▶ _Instruction 1_
Reproduce the records verbatim, starting at their first line and ending at the line that contains "left=21, top=106, right=400, bottom=298".

▶ _Document_
====
John Henderson died on 30 September after a long illness. His four years as Prime Minister David Lange's chief of staff (June 1985 to August 1989) was the peak of a career that had him straddle, unlike any other New Zealand public servant, university teaching ahead of and after his time on the Beehive's top floor.

John was a stalwart for this journal: he was one of the initial corresponding editors (1976-80). He contributed eighteen articles, two obituaries, including Sir Wallace Rowling's, and book reviews. He was a keen advocate for the NZ International Review, particularly by promoting it to his students. In the two most recent volumes of the NZIIA's quartet of New Zealand in World Affairs, he contributed the Oceania/South Pacific chapter.

John was a longstanding member of the NZIIA's Christchurch branch committee until he stood down in 2010, when he concluded his academic career early as his health declined. That year's branch AGM passed a motion thanking him for those many years' service, for his many stimulating talks to the branch and for encouraging his students to attend meetings.
====
▶ _Data for processing_

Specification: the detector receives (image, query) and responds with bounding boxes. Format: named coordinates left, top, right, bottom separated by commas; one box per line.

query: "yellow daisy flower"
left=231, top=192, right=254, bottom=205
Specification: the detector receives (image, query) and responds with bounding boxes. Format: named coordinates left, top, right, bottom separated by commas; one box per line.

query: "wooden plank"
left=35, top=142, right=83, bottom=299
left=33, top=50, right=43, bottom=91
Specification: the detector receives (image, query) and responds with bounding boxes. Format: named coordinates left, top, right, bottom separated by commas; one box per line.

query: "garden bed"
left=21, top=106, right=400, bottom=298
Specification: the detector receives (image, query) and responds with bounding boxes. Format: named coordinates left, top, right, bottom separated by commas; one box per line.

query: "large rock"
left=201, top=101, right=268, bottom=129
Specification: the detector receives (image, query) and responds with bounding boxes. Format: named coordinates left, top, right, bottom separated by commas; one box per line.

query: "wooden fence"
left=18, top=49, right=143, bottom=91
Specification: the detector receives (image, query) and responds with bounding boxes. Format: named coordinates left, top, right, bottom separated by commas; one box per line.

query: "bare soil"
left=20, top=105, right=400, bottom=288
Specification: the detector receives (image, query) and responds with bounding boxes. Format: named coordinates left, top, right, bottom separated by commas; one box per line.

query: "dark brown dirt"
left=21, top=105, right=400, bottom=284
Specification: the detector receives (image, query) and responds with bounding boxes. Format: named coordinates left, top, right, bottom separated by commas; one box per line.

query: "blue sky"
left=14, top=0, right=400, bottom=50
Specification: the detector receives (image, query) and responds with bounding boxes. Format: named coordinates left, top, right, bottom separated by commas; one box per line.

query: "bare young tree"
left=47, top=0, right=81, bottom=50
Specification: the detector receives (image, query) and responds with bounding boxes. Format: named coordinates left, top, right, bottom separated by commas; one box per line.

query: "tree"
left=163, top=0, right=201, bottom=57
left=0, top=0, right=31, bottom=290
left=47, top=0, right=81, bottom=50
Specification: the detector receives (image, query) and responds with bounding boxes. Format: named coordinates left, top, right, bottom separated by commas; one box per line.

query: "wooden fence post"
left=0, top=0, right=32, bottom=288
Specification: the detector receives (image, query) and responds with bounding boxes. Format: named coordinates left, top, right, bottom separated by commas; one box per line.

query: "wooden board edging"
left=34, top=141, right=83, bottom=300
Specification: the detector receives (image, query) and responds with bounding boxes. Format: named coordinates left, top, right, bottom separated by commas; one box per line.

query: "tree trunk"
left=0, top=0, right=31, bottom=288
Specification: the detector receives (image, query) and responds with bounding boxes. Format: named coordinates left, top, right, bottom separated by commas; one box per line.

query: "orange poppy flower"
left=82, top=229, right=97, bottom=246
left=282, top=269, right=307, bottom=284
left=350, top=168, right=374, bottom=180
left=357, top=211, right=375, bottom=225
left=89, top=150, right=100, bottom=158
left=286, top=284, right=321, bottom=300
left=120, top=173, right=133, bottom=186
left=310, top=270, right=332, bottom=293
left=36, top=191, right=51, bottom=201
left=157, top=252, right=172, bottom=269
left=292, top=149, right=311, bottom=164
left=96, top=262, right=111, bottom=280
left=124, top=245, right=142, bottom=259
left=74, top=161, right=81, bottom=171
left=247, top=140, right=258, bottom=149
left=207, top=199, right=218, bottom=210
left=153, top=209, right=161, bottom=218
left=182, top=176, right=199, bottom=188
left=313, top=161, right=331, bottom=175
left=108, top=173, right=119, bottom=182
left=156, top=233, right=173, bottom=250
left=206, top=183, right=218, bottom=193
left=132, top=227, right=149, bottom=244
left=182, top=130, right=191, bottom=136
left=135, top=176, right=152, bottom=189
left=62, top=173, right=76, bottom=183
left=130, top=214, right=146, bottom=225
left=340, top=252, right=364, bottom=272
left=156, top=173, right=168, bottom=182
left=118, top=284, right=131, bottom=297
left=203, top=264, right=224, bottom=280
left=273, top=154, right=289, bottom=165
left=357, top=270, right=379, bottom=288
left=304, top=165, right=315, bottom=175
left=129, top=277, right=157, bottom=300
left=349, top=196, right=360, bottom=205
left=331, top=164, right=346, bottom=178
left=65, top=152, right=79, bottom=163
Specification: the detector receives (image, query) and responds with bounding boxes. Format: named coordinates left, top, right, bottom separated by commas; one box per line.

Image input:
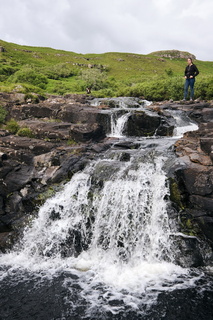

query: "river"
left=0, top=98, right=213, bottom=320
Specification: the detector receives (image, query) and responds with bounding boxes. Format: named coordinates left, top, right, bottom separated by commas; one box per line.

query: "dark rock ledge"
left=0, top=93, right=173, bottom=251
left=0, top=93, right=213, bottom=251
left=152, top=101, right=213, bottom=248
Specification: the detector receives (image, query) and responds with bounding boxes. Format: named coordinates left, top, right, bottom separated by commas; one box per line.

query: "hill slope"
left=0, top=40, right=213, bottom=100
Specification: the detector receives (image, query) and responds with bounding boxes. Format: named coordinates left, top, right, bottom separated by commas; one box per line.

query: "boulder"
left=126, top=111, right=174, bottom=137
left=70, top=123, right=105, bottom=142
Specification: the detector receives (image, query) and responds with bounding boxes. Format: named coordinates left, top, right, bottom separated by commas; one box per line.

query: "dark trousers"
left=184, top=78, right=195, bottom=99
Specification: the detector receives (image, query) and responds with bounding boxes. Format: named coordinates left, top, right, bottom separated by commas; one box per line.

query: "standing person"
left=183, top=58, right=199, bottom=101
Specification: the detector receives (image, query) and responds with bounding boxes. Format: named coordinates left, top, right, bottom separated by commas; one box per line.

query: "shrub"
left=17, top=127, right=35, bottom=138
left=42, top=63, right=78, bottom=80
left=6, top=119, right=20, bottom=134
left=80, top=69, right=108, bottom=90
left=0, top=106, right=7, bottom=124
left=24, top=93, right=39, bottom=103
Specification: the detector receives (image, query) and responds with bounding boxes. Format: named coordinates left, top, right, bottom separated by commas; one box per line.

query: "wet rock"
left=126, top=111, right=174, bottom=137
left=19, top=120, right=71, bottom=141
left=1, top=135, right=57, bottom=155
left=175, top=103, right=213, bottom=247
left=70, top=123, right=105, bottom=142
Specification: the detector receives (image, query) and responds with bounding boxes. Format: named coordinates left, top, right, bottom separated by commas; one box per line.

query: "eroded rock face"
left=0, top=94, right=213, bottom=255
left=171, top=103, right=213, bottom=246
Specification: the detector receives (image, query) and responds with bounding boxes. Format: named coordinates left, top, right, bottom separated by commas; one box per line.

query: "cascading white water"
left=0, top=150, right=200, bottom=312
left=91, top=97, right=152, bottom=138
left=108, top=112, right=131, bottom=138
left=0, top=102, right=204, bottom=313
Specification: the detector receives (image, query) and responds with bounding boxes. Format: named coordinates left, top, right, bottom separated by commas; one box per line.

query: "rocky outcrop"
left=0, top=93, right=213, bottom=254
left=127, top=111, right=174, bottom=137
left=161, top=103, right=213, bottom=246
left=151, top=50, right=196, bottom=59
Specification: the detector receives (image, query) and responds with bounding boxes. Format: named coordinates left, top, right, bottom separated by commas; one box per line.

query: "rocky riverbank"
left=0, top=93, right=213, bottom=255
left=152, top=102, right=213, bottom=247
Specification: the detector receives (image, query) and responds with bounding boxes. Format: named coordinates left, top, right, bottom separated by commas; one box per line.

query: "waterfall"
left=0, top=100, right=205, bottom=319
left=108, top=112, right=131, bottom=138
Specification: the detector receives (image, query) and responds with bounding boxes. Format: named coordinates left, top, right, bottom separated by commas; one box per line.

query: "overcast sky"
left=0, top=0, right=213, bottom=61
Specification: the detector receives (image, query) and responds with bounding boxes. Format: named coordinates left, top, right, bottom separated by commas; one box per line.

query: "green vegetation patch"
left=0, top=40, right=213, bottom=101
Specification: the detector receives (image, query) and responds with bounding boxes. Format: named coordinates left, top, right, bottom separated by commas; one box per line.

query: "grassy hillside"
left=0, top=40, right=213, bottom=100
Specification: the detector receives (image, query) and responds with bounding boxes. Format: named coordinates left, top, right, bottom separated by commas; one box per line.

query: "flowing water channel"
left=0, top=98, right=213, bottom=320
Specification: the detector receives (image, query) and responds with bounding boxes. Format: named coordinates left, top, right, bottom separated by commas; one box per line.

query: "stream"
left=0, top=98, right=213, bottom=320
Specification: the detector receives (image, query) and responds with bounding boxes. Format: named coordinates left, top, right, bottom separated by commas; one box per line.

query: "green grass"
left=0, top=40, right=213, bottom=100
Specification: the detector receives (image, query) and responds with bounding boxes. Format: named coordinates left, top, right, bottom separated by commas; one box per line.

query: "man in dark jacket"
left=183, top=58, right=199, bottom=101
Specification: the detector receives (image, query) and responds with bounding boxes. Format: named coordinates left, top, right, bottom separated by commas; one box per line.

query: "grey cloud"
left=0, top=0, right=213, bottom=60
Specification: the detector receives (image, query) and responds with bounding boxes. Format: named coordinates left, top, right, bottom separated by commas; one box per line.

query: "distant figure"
====
▶ _Instruction 2_
Write out the passage of the obituary verbatim, starting at "John was a stalwart" and ending at "Oceania/South Pacific chapter.".

▶ _Written answer 1_
Specification: the detector receives (image, query) and responds with bounding boxes. Format: named coordinates left, top, right, bottom separated by commas; one box per line.

query: "yellow daisy flower"
left=231, top=192, right=254, bottom=205
Specification: the detector receives (image, query) and responds with bounding boxes. Format: named coordinates left, top, right, bottom separated by commas; one box per line.

query: "wooden plank"
left=35, top=142, right=83, bottom=299
left=33, top=50, right=43, bottom=91
Specification: the detector receives (image, query) and responds with bounding boxes. Format: named coordinates left, top, right, bottom separated by commas; one box per line.

query: "garden bed"
left=21, top=106, right=400, bottom=298

▶ _Written answer 2_
John was a stalwart for this journal: he was one of the initial corresponding editors (1976-80). He contributed eighteen articles, two obituaries, including Sir Wallace Rowling's, and book reviews. He was a keen advocate for the NZ International Review, particularly by promoting it to his students. In the two most recent volumes of the NZIIA's quartet of New Zealand in World Affairs, he contributed the Oceania/South Pacific chapter.